## [Given exercise 1]
Echo the stretch of the bird-care forum thread from "If you can not, or" through "(Apr 17, 2008)", word for word.

## [Text block]
I am also sorry for your loss. But you really need to rethink having birds at all. The fact that you admit to not being the best bird keeper says it all. You need to research the care of each separate species before bringing them into your home. Until you know for sure the needs of your birds, you should NOT add to your flock. 

It is too bad that a bird had to die. They deserve better. If you are going to keep the birds you have left, make sure you understand all their needs. This includes, but are not limited to:

Fresh water daily
Feed only what they eat daily
Temperature controlled environment per the needs of each species/do not move birds inside to outside and back again
Checked several times daily for health and well being/get a friend to care for them if you are going to be gone
Get immediate Vet Care if birds appear sick/injured
Clean the cage environment as needed

If you can not, or will not, give your birds better care, you need to rehome them. They need a lot better care then what you have given them, by your own admission. If you don't start taking their care more seriously, you will suffer the same end results you had with the dove.


----------



## whitetail (Apr 17, 2008)

I'm sorry for your loss but feel a lot more sorry for the birds in your care.

## [Given exercise 2]
Render every line of the records below as a numbered list, skipping blank lines and leaving out the pictures.

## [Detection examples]
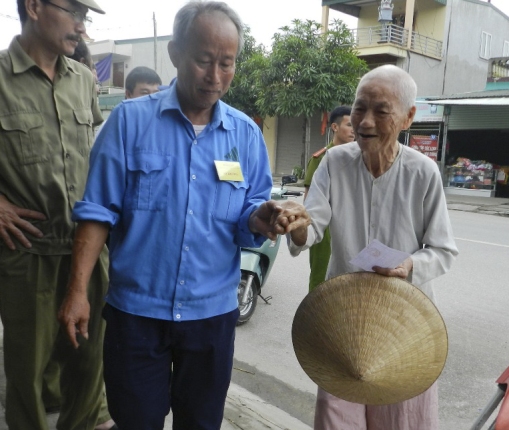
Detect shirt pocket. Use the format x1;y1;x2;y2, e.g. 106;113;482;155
0;112;49;165
125;153;171;211
213;181;247;223
73;108;94;156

## [Task response 1]
If you can not, or will not, give your birds better care, you need to rehome them. They need a lot better care then what you have given them, by your own admission. If you don't start taking their care more seriously, you will suffer the same end results you had with the dove.


----------



## whitetail (Apr 17, 2008)

## [Task response 2]
1. Detect shirt pocket. Use the format x1;y1;x2;y2, e.g. 106;113;482;155
2. 0;112;49;165
3. 125;153;171;211
4. 213;181;247;223
5. 73;108;94;156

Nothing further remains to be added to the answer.